-- EXTRACT PROVIDED follows --
It seems that John McCain want the FCC to force cable companies to allow us to order our cable channels ala carte in an attempt to reduce the number of unwanted channels consumers are billed for. It is an interesting proposal, but one that raises questions in my mind.
McCain wants FCC to try a la carte cable pricing test
26 Mar 2004 2:12am EST - By Brooks Boliek | WASHINGTON -- The chairman of the Senate Commerce Committee thinks it's time to begin a government-mandated experiment that could end the cable industry's practice of charging people for a group of channels whether they want them or not. Sen. John McCain, R-Ariz., a longtime critic of rising cable rates, said Thursday that he thinks the FCC should begin an pilot program that would determine whether offering cable channels a la carte would benefit consumers. McCain expressed support for the experiment to reporters, giving support to an idea initially proposed by Consumers Union director Gene Kimmelman during a hearing on cable rates. "We're looking at Mr. Kimmelman's suggestion of some kind of pilot program," he said. "I plan to talk to the FCC about it." Consumers are chafing on the programming leash the cable industry holds, and it's time to see if giving them broader latitude will help them, McCain said. "Right now, they have all the choice of a Soviet election ballot," he said. Visit HollywoodReporter.com for more ...
-- EXTRACT PROVIDED concluded --
-- DATA TO EXAMINE follows --
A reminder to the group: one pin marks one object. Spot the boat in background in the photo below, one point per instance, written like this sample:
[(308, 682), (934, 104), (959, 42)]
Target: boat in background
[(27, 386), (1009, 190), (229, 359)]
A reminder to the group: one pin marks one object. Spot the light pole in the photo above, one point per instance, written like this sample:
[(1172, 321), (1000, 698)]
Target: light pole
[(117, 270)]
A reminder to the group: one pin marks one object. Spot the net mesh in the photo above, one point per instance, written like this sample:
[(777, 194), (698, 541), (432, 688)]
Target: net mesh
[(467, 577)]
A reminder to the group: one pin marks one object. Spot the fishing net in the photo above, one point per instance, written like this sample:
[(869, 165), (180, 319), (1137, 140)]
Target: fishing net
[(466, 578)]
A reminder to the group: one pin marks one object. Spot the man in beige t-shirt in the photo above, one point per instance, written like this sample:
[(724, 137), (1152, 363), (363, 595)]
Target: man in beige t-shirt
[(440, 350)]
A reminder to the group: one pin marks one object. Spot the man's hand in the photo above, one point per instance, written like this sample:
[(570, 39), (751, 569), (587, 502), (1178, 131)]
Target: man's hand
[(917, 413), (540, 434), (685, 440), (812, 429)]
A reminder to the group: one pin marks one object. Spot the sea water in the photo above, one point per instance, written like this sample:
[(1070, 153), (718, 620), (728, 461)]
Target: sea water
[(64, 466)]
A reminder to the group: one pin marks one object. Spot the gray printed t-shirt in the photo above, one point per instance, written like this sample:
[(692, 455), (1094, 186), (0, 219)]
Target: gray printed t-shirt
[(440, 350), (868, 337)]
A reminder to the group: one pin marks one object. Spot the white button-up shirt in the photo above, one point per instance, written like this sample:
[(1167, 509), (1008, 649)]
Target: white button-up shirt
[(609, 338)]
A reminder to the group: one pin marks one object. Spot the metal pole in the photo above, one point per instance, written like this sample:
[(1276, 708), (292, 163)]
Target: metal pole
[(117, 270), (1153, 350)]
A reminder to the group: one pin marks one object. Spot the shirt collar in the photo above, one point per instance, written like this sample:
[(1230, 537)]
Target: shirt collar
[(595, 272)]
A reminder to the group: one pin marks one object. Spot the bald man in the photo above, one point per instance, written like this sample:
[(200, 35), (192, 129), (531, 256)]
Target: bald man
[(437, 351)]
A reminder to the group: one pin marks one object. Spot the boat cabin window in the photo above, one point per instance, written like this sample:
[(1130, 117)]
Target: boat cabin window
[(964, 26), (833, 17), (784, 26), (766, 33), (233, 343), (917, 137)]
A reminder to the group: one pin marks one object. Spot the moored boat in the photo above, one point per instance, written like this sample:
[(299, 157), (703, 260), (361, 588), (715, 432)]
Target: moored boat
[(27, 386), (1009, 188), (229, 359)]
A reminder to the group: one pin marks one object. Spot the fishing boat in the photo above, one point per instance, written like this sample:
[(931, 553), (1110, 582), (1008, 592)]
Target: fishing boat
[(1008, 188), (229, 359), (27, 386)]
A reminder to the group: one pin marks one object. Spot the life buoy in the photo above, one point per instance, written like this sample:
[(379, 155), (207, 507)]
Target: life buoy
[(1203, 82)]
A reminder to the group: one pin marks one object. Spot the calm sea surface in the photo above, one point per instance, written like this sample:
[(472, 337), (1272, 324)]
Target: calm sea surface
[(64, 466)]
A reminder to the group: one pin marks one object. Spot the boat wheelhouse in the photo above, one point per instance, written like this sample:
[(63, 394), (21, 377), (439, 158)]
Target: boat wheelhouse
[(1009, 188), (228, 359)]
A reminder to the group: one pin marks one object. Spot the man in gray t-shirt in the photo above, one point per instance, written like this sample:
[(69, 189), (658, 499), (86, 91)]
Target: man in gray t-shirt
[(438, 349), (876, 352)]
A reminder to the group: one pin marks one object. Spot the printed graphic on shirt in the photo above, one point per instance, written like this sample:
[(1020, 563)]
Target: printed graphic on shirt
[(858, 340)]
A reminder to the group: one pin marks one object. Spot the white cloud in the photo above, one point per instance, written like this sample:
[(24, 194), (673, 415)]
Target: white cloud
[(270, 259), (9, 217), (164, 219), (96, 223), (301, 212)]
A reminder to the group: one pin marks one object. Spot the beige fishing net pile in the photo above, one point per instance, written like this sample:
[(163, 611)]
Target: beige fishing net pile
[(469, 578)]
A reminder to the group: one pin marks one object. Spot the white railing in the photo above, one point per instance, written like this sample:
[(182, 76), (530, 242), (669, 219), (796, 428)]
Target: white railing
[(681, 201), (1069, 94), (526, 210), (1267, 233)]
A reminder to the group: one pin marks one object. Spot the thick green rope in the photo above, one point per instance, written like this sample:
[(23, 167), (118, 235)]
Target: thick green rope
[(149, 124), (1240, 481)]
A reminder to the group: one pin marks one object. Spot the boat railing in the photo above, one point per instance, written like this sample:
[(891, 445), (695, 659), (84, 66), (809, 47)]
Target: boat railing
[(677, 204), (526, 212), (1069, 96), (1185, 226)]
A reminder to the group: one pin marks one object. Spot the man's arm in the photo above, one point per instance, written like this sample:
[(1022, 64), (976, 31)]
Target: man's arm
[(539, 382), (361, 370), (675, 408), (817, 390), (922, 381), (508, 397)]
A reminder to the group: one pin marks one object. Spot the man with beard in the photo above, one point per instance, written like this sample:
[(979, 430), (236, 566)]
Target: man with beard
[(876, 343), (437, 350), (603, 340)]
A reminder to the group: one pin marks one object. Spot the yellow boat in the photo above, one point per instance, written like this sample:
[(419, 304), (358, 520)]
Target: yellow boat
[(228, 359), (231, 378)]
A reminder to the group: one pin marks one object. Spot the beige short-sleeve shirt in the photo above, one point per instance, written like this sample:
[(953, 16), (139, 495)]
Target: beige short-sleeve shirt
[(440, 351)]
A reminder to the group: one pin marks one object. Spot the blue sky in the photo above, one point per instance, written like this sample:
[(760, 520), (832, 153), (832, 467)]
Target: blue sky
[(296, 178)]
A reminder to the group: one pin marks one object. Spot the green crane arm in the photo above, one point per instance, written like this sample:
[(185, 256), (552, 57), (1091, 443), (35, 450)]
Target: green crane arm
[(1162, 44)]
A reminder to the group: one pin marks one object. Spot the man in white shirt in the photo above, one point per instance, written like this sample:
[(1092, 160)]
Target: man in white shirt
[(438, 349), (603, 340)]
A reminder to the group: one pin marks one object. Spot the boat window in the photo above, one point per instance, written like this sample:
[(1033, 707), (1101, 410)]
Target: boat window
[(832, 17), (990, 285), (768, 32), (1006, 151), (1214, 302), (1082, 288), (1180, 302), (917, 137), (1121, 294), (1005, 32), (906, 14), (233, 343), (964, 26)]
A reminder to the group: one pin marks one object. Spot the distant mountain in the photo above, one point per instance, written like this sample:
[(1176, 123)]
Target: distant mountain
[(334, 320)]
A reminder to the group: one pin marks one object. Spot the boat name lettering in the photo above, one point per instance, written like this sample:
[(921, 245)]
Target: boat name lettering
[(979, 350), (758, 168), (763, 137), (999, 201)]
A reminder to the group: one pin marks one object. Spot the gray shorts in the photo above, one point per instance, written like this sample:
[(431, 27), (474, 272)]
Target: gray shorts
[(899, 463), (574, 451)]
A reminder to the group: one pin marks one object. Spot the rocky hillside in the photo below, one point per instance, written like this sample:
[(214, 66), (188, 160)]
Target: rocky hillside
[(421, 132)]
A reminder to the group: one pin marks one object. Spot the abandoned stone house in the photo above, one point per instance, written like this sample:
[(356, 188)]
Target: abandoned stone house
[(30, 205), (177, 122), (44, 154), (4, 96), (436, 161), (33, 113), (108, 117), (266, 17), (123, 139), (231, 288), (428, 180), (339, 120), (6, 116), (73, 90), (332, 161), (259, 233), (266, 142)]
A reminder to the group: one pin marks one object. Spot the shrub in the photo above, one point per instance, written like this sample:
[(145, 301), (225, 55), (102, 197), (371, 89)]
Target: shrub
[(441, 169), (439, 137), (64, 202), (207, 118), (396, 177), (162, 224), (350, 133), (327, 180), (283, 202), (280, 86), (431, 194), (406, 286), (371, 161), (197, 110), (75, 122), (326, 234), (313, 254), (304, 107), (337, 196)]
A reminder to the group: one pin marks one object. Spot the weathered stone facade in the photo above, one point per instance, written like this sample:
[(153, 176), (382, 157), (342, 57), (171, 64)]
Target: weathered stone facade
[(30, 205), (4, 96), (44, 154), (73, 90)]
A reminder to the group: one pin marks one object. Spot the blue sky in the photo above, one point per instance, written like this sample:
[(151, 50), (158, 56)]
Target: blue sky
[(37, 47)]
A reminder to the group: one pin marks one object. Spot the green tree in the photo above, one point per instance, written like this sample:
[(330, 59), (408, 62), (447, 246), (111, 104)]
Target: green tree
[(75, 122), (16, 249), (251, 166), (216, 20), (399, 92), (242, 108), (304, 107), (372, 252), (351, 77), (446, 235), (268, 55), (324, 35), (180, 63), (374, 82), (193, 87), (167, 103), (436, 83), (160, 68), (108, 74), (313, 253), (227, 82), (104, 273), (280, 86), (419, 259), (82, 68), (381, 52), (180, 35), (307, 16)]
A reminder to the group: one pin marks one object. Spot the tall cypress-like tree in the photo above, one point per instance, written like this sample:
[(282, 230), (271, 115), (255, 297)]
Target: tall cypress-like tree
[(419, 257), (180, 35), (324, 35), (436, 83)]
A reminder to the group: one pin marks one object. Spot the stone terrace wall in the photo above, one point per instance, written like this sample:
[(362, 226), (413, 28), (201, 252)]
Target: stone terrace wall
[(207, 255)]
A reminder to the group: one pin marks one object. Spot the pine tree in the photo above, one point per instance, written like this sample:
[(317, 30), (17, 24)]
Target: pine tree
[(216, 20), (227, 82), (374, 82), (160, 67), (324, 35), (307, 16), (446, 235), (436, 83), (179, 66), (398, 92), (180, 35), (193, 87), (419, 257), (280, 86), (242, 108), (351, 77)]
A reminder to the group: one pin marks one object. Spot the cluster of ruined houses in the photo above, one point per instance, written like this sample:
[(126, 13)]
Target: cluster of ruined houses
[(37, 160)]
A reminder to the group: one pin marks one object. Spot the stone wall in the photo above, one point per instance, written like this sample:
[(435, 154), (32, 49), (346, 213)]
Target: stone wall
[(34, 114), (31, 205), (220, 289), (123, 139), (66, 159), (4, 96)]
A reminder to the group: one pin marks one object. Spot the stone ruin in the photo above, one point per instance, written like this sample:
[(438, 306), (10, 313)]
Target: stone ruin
-- DATA TO EXAMINE concluded --
USING THE INFORMATION
a - According to the text on McCain and à la carte cable pricing, who first proposed the pilot program?
b - Write a continuation of the text on McCain and à la carte cable pricing, beginning after its final sentence.
The records come from a separate source unrelated to the text.

RESPONSES
a - Consumers Union director Gene Kimmelman proposed it during a hearing on cable rates.

b -
1) Do the cable companies actually charge extra for these small channels or do they themselves buy them in a "bundle?" i.e. all USA networks channels are bought simultaneously.
2) What will this do to advertising revenues? Since viewership will drop, losing the channel surfer, how will this affect the market?
3) Channels that are owned by the cable provider, do they cost money, or do the ad revenues from these channels offset some consumer costs? (Comcast owns TechTV, now, and G4 and is combining them).
4) How do new "niche" marketing channels promote themselves?
5) What if I do want all those channels? Will my overall cost increase?
Anyway, some questions. Not a lot of answers, but I think this sounds like a hairball scheme. Doing something to promote competition locally, that might reduce costs, by changing ownership rules and things like that, but all these changes have unforeseen consequences.